Data sampling techniques used/created

Baselines

Technique	Type
Random Pruning	Under-sampling
Random Oversampling	Over-sampling
SMOTE	Over-sampling
SVM SMOTE	Over-sampling
Gaussian Copula-SDV	Over-sampling
Recursive Random Projections-RRP	Over-sampling

Proposed + devised technique

Technique	Type
Intelligent Data Pruning	Under-sampling

Learners used to test sampling techniques

Logistic Regression
SVM
Decision Tree

Evaluation metrics sampling techniques

Accuracy of learner
Precision of learner
Recall of learner
F1 score of learner
Average wins of each sampling technique based on above 4 metrics

How to run code

The code (notebooks) used has been provided under /src. For experimentation, notebooks under src/experiments showcase how to load the data and run for an interation. For running experiments in the larger context notebooks under /src/automation specifiy the details of all the experiments runs and is also the main source of data collected. Files in /src/automation will generate a csv file for each sampling technique.

/src/analyse_scott_knott.ipynb - This notebook takes the results from the previous steps and plots the scott knott graphs. These graphs are stored under /results/**/sk/ respectively for all the datasets.

# [WORK TO COMPLETE]
1/ Copy the text on data sampling techniques in full, word for word.
2/ In the records, write out the lines from the one holding "51, row 18." through the one holding "column 39, row 133", both included, without changing anything.

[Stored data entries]
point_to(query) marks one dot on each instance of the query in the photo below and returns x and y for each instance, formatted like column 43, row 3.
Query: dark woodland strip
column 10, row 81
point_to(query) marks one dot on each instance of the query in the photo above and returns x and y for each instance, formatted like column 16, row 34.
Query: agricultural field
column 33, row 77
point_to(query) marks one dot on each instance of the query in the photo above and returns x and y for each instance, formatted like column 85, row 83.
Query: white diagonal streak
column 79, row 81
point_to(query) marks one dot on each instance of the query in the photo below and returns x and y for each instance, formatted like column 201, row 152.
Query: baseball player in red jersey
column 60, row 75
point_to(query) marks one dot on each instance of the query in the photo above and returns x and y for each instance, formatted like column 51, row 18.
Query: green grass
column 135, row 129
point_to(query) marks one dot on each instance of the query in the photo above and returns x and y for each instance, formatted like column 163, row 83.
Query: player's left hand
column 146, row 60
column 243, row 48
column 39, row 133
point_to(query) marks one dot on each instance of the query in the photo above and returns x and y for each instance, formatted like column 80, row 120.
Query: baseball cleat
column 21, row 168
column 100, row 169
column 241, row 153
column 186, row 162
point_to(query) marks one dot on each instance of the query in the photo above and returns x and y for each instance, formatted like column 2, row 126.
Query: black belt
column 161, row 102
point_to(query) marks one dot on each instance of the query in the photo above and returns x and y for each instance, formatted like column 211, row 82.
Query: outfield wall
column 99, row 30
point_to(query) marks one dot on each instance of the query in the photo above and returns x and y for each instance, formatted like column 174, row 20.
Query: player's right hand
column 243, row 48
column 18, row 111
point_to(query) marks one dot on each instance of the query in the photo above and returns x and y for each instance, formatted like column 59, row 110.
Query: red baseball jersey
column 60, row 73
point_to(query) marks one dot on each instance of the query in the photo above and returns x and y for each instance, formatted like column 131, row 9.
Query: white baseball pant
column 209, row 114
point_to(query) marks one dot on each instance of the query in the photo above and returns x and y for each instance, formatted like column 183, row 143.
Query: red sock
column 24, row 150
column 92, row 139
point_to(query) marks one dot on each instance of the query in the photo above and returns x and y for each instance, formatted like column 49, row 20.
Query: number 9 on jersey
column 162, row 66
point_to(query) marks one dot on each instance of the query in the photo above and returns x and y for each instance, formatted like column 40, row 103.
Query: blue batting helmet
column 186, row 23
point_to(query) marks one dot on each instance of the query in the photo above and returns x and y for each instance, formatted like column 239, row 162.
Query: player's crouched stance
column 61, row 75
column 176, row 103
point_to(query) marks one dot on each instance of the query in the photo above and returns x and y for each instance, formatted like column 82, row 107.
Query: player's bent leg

# [TASK-BY-TASK RESULTS]
1/
Data sampling techniques used/created

Baselines

Technique	Type
Random Pruning	Under-sampling
Random Oversampling	Over-sampling
SMOTE	Over-sampling
SVM SMOTE	Over-sampling
Gaussian Copula-SDV	Over-sampling
Recursive Random Projections-RRP	Over-sampling

Proposed + devised technique

Technique	Type
Intelligent Data Pruning	Under-sampling

Learners used to test sampling techniques

Logistic Regression
SVM
Decision Tree

Evaluation metrics sampling techniques

Accuracy of learner
Precision of learner
Recall of learner
F1 score of learner
Average wins of each sampling technique based on above 4 metrics

How to run code

The code (notebooks) used has been provided under /src. For experimentation, notebooks under src/experiments showcase how to load the data and run for an interation. For running experiments in the larger context notebooks under /src/automation specifiy the details of all the experiments runs and is also the main source of data collected. Files in /src/automation will generate a csv file for each sampling technique.

/src/analyse_scott_knott.ipynb - This notebook takes the results from the previous steps and plots the scott knott graphs. These graphs are stored under /results/**/sk/ respectively for all the datasets.

2/
point_to(query) marks one dot on each instance of the query in the photo above and returns x and y for each instance, formatted like column 51, row 18.
Query: green grass
column 135, row 129
point_to(query) marks one dot on each instance of the query in the photo above and returns x and y for each instance, formatted like column 163, row 83.
Query: player's left hand
column 146, row 60
column 243, row 48
column 39, row 133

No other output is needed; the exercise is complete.